WRITTEN TASK:
Copy the listing below line for line, with no changes.

[Point labeling dataset excerpts]
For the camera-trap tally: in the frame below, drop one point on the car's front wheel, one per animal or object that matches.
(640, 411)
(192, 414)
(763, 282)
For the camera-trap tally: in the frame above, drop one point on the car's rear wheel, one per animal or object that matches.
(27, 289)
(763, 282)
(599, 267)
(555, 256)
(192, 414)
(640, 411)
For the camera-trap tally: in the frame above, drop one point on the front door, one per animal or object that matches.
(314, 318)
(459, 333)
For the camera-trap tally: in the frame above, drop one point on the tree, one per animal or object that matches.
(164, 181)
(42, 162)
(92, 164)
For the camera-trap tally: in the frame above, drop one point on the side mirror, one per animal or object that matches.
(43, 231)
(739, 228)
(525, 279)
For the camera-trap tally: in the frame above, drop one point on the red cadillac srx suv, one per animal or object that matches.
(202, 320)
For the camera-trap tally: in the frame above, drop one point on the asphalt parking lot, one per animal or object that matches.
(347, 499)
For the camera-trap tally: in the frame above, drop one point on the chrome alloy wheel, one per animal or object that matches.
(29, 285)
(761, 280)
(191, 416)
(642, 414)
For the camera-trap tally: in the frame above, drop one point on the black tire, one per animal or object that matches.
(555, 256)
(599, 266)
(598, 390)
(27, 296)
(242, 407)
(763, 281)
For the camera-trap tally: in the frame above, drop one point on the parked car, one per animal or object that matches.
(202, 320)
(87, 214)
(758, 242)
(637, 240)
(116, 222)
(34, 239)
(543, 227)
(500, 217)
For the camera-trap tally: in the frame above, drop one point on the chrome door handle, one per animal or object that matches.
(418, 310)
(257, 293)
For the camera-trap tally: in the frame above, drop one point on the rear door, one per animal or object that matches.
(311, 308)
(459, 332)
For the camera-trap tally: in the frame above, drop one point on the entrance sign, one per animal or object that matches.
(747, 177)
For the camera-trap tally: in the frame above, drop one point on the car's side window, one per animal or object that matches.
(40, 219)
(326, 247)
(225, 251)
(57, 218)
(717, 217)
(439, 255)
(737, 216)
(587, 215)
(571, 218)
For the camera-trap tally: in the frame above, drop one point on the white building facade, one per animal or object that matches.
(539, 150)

EXPECTED OUTPUT:
For the camera-trap tally: in the frame below, drop one point on the car's front wheel, one per animal or object that matches.
(640, 411)
(192, 414)
(763, 282)
For the camera-trap tally: in the frame above, drop one point on the car's rear wheel, one per animal or object that matches.
(27, 289)
(763, 282)
(599, 267)
(555, 256)
(192, 414)
(640, 411)
For the camera-trap tally: in the frame above, drop one point on the front door, one per animal or object that matches.
(314, 318)
(459, 333)
For the camera-trap tally: in the frame above, drop one point on the tree, one per animal or object that matches.
(164, 181)
(42, 162)
(92, 164)
For the camera-trap tally: in the frame above, drop one point on the side mirror, one per animal or object that matches.
(43, 231)
(739, 228)
(525, 279)
For the camera-trap tally: in the frame above, drop one point on the red cadillac srx suv, one per animal or object that matches.
(202, 320)
For the camera-trap tally: in the frame above, drop one point on the asphalt parking lot, one per animal or object that matches.
(347, 499)
For the camera-trap tally: in the frame above, drop one point on the chrome alloy wheel, one per animal or object that matches.
(29, 285)
(761, 280)
(191, 416)
(642, 414)
For the camera-trap tally: in the frame above, drop one point on the black tire, one per animal or object that matches.
(555, 256)
(599, 266)
(598, 390)
(27, 296)
(242, 407)
(763, 281)
For the camera-trap tally: in the frame above, drop one point on the parked car, one per animal or object that matches.
(202, 320)
(87, 214)
(758, 242)
(637, 240)
(116, 222)
(34, 239)
(543, 227)
(500, 217)
For the camera-trap tally: in the frame above, drop one point on the chrome door handle, one per animal or object that matches.
(418, 310)
(257, 293)
For the camera-trap tally: in the frame above, drop one point on the rear door, one per animal or object that matches.
(311, 308)
(459, 332)
For the camera-trap tally: in the frame above, drop one point on the entrance sign, one per animal or object that matches.
(747, 177)
For the camera-trap tally: in the frame above, drop one point on the car's side window, one per animal or object that matches.
(40, 219)
(326, 247)
(225, 251)
(57, 218)
(717, 217)
(439, 255)
(737, 216)
(587, 215)
(571, 218)
For the camera-trap tally: in the frame above, drop one point on the white building facade, one per animal or object that matches.
(539, 150)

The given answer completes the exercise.